• **Your instructions**
Rewrite the rows below as a JSON list of strings, one string per line, leaving out any blank lines.

• **Records for this exercise**
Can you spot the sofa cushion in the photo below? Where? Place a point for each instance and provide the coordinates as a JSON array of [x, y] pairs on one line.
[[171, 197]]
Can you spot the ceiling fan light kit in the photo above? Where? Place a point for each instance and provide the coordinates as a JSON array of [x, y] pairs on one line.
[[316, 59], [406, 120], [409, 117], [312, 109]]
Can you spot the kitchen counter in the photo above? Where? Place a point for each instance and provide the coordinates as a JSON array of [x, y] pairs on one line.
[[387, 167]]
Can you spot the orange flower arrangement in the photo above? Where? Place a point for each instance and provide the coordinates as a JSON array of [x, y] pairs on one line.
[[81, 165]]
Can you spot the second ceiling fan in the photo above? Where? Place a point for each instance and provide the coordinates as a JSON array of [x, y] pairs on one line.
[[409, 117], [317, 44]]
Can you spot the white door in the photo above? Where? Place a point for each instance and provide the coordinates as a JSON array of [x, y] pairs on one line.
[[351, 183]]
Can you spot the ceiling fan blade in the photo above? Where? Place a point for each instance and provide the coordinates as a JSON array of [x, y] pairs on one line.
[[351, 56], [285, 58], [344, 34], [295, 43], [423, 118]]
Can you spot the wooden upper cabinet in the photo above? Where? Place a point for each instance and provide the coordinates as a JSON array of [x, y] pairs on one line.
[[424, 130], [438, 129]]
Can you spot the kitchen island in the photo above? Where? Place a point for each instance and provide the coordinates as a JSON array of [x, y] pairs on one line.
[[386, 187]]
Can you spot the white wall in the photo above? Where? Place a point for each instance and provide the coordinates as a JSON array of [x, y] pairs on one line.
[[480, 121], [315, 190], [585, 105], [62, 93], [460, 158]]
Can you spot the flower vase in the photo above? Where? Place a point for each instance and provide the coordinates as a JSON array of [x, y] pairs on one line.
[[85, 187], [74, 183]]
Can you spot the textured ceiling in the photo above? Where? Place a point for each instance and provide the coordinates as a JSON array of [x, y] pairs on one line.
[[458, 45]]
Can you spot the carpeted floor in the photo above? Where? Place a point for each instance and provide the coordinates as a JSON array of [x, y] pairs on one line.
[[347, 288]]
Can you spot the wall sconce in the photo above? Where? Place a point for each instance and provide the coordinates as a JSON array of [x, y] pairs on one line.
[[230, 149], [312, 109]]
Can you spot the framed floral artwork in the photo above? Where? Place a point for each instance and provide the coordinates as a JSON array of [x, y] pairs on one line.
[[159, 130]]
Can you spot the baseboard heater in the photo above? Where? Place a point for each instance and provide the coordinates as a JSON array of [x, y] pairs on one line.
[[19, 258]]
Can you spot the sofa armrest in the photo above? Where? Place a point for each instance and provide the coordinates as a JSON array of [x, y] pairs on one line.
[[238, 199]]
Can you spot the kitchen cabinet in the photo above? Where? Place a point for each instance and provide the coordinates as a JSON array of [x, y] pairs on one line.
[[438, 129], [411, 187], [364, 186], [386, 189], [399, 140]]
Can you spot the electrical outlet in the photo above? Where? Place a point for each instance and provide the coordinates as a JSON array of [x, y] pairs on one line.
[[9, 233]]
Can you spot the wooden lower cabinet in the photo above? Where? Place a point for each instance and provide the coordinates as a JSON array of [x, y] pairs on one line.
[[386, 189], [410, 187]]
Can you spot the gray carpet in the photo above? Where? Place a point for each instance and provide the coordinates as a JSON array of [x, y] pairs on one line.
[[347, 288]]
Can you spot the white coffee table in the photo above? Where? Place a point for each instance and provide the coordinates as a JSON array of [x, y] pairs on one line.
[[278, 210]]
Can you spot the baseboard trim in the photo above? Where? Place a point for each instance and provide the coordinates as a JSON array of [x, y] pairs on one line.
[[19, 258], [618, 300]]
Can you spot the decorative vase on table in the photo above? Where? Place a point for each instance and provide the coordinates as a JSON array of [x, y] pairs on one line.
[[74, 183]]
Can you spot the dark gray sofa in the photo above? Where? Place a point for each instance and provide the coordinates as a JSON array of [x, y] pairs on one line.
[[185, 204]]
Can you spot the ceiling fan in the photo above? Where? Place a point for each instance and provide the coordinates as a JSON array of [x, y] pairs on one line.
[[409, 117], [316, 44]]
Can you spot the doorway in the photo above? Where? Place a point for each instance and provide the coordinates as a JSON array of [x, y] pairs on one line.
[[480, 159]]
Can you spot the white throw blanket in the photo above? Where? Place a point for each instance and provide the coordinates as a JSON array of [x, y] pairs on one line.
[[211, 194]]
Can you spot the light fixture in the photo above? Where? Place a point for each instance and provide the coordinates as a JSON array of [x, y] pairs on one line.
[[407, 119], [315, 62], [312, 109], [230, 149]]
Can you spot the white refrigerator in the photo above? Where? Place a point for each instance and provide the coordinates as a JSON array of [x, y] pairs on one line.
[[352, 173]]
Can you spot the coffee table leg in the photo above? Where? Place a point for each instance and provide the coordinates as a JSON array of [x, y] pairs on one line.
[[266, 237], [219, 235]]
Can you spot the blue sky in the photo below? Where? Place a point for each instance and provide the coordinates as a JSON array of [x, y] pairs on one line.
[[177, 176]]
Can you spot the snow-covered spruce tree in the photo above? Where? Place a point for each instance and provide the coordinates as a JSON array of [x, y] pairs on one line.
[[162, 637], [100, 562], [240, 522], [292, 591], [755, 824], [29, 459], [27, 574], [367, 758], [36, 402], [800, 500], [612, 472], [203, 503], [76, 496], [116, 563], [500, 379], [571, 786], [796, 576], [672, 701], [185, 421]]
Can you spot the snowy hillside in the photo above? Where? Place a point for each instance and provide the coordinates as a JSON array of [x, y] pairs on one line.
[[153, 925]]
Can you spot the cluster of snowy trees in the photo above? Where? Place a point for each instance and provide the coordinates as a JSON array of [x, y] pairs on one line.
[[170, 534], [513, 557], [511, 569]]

• **Written reply**
[
  "Can you spot the sofa cushion in the photo below? Where? Place a point for each instance and provide the coordinates as a JSON array of [x, y] pairs on one line.",
  "[[171, 197]]",
  "Can you spot the ceiling fan light kit in the photo above? Where? Place a point for each instance and provide the coordinates as a JSON array of [x, y] pairs on one line.",
  "[[316, 59], [406, 120], [409, 117], [312, 109]]",
  "Can you spot the kitchen counter in the photo above? Where? Place a point for each instance and provide the coordinates as a JSON array of [x, y] pairs on one line.",
  "[[387, 167]]",
  "Can you spot the orange flower arrangement in the photo above? Where? Place a point for each instance and provide the coordinates as a JSON array of [x, y] pairs on one line.",
  "[[81, 165]]",
  "Can you spot the second ceiling fan in the photo above? Where? Place a point for each instance and provide the coordinates as a JSON array of [x, y] pairs on one line.",
  "[[409, 117], [317, 44]]",
  "Can you spot the white door in the photo above? Where? Place a point for each instance and provide the coordinates as a JSON array of [x, y] pairs on one line.",
  "[[351, 183]]",
  "Can you spot the ceiling fan blade in the photo above? Where? Place a point for each instance and provide the coordinates as a JSON array of [x, y] pairs on one line.",
  "[[351, 56], [285, 58], [344, 34], [295, 43], [423, 118]]",
  "Can you spot the wooden upper cabinet in the photo above? Where? Place a point for each instance and provide the coordinates as a JSON array of [x, y] pairs on one line.",
  "[[424, 130], [438, 129]]",
  "Can you spot the kitchen island in the photo above? Where? Place a point for each instance and provide the coordinates as a JSON array of [x, y] pairs on one line.",
  "[[386, 187]]",
  "Can you spot the white wall in the photo above? Where? Place a point for each instance and provide the coordinates as a JSON array of [x, y] pairs on one line.",
  "[[480, 121], [315, 190], [585, 105], [62, 93], [460, 158]]",
  "Can you spot the flower vase in the photo above? Where? Place a point for each instance and provide the coordinates as a JSON array of [x, y] pairs on one line.",
  "[[85, 187], [74, 183]]",
  "Can you spot the textured ceiling in the photo above? Where? Place a point for each instance and provide the coordinates as a JSON array of [x, y] pairs on one line.",
  "[[458, 45]]",
  "Can you spot the carpeted floor in the photo above? Where? Place a point for each instance and provide the coordinates as a JSON array of [x, y] pairs on one line.",
  "[[347, 288]]",
  "Can you spot the wall sconce in the photo above? Where? Place a point for each instance and provide the coordinates as a JSON array of [x, y] pairs on one line.",
  "[[230, 149], [312, 109]]",
  "Can you spot the framed floral artwork in the photo above? Where? Place a point for each instance and provide the coordinates as a JSON array of [x, y] pairs on one line.",
  "[[159, 130]]",
  "Can you spot the baseboard heater in the photo above? Where? Place a point for each instance and provide the coordinates as a JSON array of [x, y] pairs on one line.",
  "[[19, 258]]",
  "Can you spot the sofa armrest in the photo above? Where? Place a point for each instance and provide the coordinates as a JSON array of [x, y] pairs on one line.",
  "[[238, 199]]",
  "Can you spot the kitchen cabinet in the photo above? Where? Place a point for each instance and provide the coordinates as a JSON array of [x, y] pairs on one line.",
  "[[438, 129], [411, 187], [364, 186], [386, 189], [399, 140]]",
  "Can you spot the electrical outlet in the photo above? Where? Place a point for each instance and provide the coordinates as a JSON array of [x, y] pairs on one line.",
  "[[9, 233]]",
  "Can you spot the wooden lower cabinet in the photo above? Where? Place a point for each instance and provide the coordinates as a JSON array of [x, y] pairs on one line.",
  "[[386, 189], [410, 187]]",
  "Can you spot the gray carpet in the photo above? Where? Place a point for each instance and provide the coordinates as a JSON array of [x, y] pairs on one line.",
  "[[347, 288]]",
  "Can you spot the white coffee table in the photo above? Where? Place a point for each instance and provide the coordinates as a JSON array of [x, y] pairs on one line.",
  "[[278, 210]]",
  "Can you spot the baseboard trim in the photo above? Where? Place a point for each instance and provide the coordinates as a JSON array of [x, y] pairs on one line.",
  "[[19, 258], [618, 300]]",
  "Can you spot the decorative vase on table in the photo above? Where? Place a point for each instance and provide the coordinates as a JSON array of [x, y] pairs on one line.",
  "[[74, 183]]",
  "Can you spot the dark gray sofa in the photo above? Where? Place a point for each instance and provide the coordinates as a JSON array of [x, y] pairs on one line.",
  "[[185, 204]]",
  "Can you spot the ceiling fan in the photo above? Where? Place a point for each instance and provide the coordinates as a JSON array of [x, y] pairs on one line.",
  "[[409, 117], [316, 44]]",
  "Can you spot the doorway in the photo above? Where? Place a point for each instance and provide the coordinates as a JSON array of [x, y] pairs on one line.",
  "[[480, 159]]",
  "Can you spot the white throw blanket in the photo above? Where? Place a point for each instance and provide the coordinates as a JSON array of [x, y] pairs on one line.",
  "[[211, 194]]",
  "Can you spot the light fixture in the photo above? Where? Place a point for each instance and provide the coordinates as a JSON array of [x, y] pairs on one line.",
  "[[407, 119], [315, 62], [312, 109], [230, 149]]",
  "Can you spot the white refrigerator in the photo above? Where? Place a point for each instance and provide the coordinates as a JSON array of [x, y] pairs on one line.",
  "[[352, 173]]",
  "Can you spot the coffee table leg in the photo above? Where? Place a point for each instance and provide the coordinates as a JSON array of [x, y] pairs on one line.",
  "[[266, 237], [219, 235]]",
  "Can you spot the blue sky in the photo below? Where? Place a point for each instance and provide the coordinates as a JSON array of [x, y] pairs on one line.",
  "[[177, 176]]",
  "Can you spot the snow-covered spruce tree in the photo above? Where? Place a point for each instance and provide the coordinates as a JSON array of [x, y] pairs on one line.",
  "[[162, 637], [100, 562], [240, 522], [292, 591], [755, 824], [29, 459], [27, 574], [367, 758], [36, 402], [800, 500], [612, 472], [203, 503], [76, 496], [116, 563], [500, 379], [571, 786], [796, 576], [672, 701], [185, 421]]",
  "Can you spot the snowy hillside in the photo above? Where? Place a point for each instance and provide the coordinates as a JSON array of [x, y] pairs on one line.",
  "[[153, 925]]",
  "Can you spot the cluster of snowy trees in the photo above? Where? Place a point for each instance and provide the coordinates as a JSON array of [x, y] pairs on one line.",
  "[[170, 534], [513, 557], [511, 569]]"
]